_LISTED RECORDS_
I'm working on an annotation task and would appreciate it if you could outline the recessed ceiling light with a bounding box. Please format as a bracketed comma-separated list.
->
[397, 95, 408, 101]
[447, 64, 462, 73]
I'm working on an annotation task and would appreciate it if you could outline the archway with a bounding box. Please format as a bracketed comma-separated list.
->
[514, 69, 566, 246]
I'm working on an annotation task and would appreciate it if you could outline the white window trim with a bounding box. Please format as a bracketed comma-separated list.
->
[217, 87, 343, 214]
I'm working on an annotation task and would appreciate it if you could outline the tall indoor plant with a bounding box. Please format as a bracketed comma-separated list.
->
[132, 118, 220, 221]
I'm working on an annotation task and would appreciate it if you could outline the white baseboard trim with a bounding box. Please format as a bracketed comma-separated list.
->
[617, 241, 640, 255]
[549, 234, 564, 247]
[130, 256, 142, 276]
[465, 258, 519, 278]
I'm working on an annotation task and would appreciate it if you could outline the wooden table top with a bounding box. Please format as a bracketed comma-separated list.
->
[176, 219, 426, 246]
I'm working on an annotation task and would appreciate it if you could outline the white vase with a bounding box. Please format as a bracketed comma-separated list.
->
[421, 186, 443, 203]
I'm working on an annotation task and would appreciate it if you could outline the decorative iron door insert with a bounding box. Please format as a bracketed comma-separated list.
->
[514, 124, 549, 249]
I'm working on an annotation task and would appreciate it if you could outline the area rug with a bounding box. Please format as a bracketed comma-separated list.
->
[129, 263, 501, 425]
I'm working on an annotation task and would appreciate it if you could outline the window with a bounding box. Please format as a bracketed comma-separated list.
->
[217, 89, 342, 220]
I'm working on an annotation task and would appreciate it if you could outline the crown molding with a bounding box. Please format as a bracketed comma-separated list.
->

_TASK ITEM_
Copy each line above holding "white".

_COMPLETED TASK_
I'm working on an annotation task and would appreciate it if you could outline the white window trim with a bounding box. Please format as a bracketed comma-separated list.
I'm working on an annotation task and would appreciate it if you could outline the white baseboard trim with a bounding box. Please format as a bracketed comma-separated list.
I'm working on an annotation task and would appreciate it if you could outline the white vase with a bounding box. Please format as a bracketed comma-separated list.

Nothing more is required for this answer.